Aufgabenstellung: Ersetze im Text zur hybriden Fertigung „Marktführer“ durch „Branchenführer“ und gib dabei den Abschnitt von „Aber noch viel“ bis „hinzugefügt werden können.“ wieder.

Extrahierter Text:
-- -- --

Die nächste technologische Herausforderung: Die ‚hybride‘ Fertigung

Aber noch viel spannender als der Austrag dieser Gegensätze war die Tatsache, dass der Begriff der hybriden Fertigung einen großen Raum in der AM-Area einnahm, mit dem schon der Brückenschlag zwischen den bisher gegensätzlich gesehenen Herstellverfahren angesteuert wird. Und gerade bei den Gesprächen auf den Ständen der Marktführer wie EOS und SLM Solutions wurde stolz auf die Fortschritte in der hybriden Zusammenführung dieser beiden Technologien hingewiesen. Hier geht es z. B. darum, dass Grundformen in der alten subtraktiven Weise erstellt werden, während weit herausragende Formteile dann additiv hinzugefügt werden können.

-- -- --

[Einträge aus einem Datensatz]
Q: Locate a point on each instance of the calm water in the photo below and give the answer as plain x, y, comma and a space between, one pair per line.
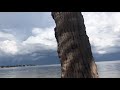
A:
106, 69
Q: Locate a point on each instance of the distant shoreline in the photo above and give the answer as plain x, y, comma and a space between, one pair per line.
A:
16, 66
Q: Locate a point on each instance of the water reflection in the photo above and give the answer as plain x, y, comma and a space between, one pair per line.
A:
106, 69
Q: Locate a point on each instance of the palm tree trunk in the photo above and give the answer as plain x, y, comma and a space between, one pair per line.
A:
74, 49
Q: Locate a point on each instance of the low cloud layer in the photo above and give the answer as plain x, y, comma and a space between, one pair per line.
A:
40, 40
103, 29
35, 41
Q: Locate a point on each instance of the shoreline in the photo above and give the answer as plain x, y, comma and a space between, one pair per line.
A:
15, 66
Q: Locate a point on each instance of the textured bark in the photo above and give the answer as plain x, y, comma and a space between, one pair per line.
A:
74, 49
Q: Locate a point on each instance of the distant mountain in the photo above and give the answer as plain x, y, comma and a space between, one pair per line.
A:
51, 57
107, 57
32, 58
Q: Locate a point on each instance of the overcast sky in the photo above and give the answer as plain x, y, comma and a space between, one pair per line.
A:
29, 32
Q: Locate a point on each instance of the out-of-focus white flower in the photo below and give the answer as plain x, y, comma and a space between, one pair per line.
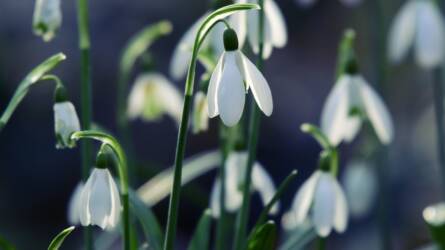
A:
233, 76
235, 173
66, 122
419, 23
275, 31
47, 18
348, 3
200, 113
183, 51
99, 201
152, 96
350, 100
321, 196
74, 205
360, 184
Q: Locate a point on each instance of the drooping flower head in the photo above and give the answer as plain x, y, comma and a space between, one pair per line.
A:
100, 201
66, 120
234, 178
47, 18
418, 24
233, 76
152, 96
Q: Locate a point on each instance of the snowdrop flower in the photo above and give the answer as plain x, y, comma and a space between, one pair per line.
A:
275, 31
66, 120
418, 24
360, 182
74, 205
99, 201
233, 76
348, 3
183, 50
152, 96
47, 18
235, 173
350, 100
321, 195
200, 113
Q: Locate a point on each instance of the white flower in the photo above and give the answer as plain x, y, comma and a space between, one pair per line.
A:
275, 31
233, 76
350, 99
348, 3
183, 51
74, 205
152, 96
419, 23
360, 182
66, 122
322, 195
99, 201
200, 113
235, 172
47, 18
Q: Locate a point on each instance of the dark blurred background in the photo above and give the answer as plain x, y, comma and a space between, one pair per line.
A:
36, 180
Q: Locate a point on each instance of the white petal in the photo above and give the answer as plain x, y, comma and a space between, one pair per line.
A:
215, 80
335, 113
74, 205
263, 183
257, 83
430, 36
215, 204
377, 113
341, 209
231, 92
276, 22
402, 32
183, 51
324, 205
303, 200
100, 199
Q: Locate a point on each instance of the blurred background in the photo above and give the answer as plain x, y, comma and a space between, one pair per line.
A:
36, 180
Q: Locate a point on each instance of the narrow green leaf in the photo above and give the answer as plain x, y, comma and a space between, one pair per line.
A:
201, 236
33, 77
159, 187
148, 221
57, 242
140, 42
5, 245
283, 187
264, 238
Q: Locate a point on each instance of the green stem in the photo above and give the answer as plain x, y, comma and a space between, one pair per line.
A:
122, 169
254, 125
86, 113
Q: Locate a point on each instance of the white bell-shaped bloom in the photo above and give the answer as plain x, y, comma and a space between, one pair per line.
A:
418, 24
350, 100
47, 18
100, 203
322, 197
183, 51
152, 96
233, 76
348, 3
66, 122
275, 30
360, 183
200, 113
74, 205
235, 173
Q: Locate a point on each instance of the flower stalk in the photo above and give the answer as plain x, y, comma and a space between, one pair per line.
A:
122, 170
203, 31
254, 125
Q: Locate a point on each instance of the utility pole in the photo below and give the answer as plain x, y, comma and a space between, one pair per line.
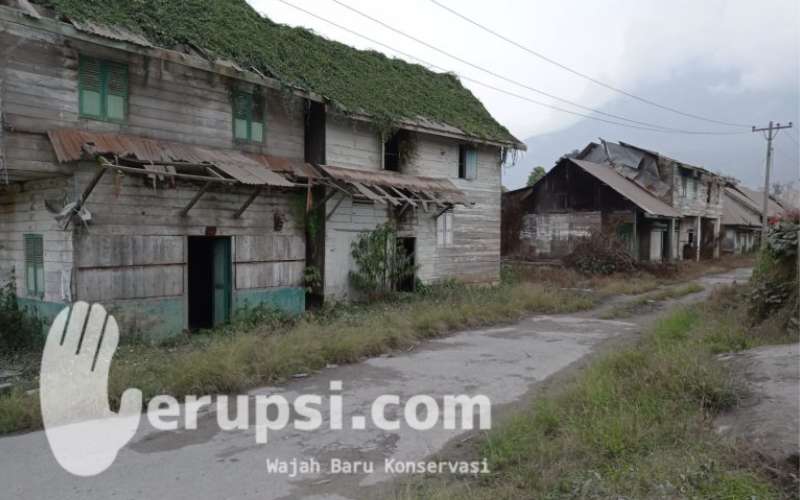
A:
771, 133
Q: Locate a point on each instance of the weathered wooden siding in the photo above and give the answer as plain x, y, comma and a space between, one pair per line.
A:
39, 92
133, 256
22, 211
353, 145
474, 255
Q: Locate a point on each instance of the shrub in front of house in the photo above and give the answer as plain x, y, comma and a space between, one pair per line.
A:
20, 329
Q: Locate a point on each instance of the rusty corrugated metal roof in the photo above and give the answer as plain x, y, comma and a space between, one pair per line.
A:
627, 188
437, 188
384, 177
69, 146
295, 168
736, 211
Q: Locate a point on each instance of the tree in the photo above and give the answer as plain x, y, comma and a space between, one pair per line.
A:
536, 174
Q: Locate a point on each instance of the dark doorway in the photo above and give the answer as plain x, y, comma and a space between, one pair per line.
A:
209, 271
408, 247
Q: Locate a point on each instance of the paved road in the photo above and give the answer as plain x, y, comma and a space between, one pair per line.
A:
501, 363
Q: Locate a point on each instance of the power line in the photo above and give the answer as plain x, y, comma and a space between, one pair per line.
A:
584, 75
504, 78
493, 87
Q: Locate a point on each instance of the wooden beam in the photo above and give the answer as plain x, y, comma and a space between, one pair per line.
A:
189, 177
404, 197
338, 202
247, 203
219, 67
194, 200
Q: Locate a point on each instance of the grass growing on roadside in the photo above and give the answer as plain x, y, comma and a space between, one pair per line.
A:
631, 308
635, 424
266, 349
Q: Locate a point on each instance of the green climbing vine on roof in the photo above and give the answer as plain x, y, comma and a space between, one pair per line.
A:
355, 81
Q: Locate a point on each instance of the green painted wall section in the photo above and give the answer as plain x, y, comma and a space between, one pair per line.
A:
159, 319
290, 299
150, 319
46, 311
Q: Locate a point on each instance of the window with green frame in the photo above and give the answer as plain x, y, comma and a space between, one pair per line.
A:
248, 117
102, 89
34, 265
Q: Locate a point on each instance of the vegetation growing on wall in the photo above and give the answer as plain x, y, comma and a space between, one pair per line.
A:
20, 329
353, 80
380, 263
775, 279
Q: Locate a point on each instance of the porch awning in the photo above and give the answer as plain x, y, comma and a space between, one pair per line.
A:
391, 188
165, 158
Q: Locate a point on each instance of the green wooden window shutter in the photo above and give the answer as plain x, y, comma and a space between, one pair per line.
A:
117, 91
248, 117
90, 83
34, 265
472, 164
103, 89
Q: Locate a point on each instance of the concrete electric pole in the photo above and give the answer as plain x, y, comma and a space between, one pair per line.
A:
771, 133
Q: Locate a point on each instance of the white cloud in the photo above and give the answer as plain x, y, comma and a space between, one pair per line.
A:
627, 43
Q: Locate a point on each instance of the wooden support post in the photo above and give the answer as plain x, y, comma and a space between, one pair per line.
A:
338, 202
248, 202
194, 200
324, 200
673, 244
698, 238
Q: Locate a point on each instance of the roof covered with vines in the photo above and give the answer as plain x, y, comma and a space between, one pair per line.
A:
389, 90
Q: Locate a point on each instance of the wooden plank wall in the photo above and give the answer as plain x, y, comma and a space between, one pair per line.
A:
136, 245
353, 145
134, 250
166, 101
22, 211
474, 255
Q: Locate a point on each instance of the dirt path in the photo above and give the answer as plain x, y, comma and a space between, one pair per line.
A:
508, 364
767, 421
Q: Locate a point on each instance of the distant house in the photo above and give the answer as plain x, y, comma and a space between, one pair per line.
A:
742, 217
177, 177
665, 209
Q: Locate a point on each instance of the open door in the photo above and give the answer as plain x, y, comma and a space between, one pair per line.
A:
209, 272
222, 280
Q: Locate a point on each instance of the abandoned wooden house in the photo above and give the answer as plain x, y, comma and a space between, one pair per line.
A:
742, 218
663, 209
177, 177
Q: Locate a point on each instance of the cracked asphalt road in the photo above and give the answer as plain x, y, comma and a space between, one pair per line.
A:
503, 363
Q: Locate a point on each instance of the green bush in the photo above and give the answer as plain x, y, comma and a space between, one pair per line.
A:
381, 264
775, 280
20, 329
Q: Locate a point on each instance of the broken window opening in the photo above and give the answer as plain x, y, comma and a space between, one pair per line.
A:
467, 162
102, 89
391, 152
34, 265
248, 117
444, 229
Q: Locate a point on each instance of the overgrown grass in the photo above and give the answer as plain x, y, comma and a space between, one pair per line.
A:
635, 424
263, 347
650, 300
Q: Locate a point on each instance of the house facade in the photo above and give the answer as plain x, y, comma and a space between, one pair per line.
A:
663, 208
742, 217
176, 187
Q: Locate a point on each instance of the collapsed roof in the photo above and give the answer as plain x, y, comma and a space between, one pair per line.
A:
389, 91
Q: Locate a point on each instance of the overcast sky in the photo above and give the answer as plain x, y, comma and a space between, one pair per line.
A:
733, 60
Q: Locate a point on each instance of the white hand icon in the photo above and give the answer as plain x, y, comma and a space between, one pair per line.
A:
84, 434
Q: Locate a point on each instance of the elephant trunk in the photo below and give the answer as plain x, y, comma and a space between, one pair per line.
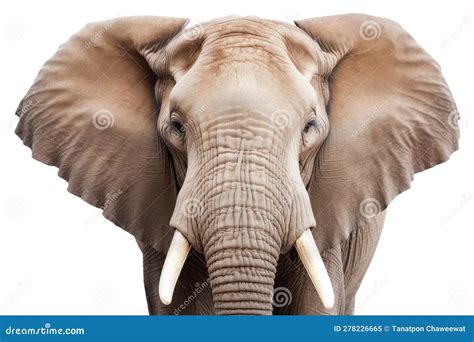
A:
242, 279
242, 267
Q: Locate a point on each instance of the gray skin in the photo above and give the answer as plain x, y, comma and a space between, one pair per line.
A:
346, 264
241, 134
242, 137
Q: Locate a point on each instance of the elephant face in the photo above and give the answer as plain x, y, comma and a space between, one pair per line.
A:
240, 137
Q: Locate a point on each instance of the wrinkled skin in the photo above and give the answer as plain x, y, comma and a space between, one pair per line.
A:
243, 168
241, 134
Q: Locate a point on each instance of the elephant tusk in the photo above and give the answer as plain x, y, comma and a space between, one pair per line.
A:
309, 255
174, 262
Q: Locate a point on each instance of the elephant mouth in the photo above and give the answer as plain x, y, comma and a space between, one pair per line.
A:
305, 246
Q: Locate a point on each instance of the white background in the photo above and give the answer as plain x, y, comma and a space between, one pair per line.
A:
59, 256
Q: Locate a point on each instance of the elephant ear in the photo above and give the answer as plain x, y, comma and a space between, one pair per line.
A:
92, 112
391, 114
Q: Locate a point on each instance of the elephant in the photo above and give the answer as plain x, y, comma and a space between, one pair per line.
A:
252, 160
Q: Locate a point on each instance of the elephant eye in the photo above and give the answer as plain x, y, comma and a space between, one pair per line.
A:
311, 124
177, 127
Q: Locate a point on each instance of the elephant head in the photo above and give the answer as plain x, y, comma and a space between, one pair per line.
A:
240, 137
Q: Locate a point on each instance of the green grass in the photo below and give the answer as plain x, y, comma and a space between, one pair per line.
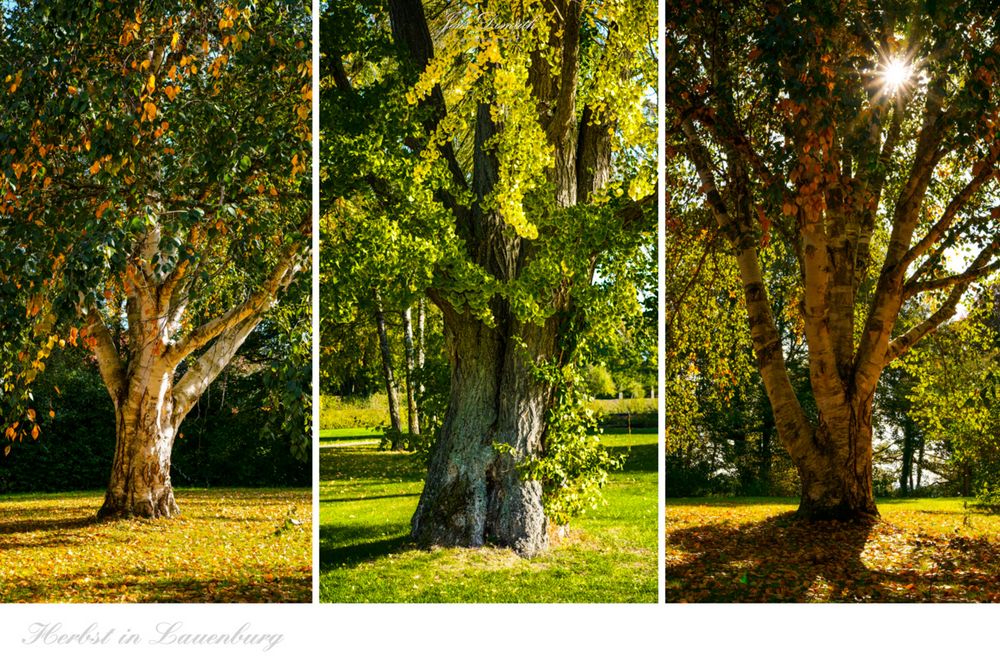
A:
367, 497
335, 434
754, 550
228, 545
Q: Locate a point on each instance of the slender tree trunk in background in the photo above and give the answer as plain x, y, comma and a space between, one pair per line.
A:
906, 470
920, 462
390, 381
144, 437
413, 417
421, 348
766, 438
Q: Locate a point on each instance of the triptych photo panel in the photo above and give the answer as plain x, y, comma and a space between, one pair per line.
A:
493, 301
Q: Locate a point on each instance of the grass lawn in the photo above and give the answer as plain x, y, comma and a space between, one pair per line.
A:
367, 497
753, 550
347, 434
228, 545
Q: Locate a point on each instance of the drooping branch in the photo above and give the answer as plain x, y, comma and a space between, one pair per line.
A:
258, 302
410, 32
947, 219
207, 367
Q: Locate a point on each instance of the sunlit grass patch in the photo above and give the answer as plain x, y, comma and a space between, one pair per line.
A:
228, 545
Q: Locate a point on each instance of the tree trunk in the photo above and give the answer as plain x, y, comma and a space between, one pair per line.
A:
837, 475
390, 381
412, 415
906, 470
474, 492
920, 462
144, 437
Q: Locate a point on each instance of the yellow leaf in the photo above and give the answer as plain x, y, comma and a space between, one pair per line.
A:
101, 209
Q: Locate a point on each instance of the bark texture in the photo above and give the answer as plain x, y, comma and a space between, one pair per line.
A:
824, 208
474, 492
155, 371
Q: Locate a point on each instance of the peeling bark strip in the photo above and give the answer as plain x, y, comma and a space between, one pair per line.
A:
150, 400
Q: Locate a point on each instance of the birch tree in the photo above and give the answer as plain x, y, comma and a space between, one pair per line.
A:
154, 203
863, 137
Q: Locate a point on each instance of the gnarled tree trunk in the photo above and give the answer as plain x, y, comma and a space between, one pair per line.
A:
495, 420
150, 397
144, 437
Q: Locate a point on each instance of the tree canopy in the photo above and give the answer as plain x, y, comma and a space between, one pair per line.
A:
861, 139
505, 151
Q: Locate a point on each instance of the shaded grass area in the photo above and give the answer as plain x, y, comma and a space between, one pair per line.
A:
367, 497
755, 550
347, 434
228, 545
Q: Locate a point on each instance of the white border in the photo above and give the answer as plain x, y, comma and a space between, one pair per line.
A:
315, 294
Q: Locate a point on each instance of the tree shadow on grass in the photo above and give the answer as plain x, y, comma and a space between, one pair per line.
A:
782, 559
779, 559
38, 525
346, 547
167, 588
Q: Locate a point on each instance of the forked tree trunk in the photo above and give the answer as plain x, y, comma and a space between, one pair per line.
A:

-- -- --

Ergebnis:
Aber noch viel spannender als der Austrag dieser Gegensätze war die Tatsache, dass der Begriff der hybriden Fertigung einen großen Raum in der AM-Area einnahm, mit dem schon der Brückenschlag zwischen den bisher gegensätzlich gesehenen Herstellverfahren angesteuert wird. Und gerade bei den Gesprächen auf den Ständen der Branchenführer wie EOS und SLM Solutions wurde stolz auf die Fortschritte in der hybriden Zusammenführung dieser beiden Technologien hingewiesen. Hier geht es z. B. darum, dass Grundformen in der alten subtraktiven Weise erstellt werden, während weit herausragende Formteile dann additiv hinzugefügt werden können.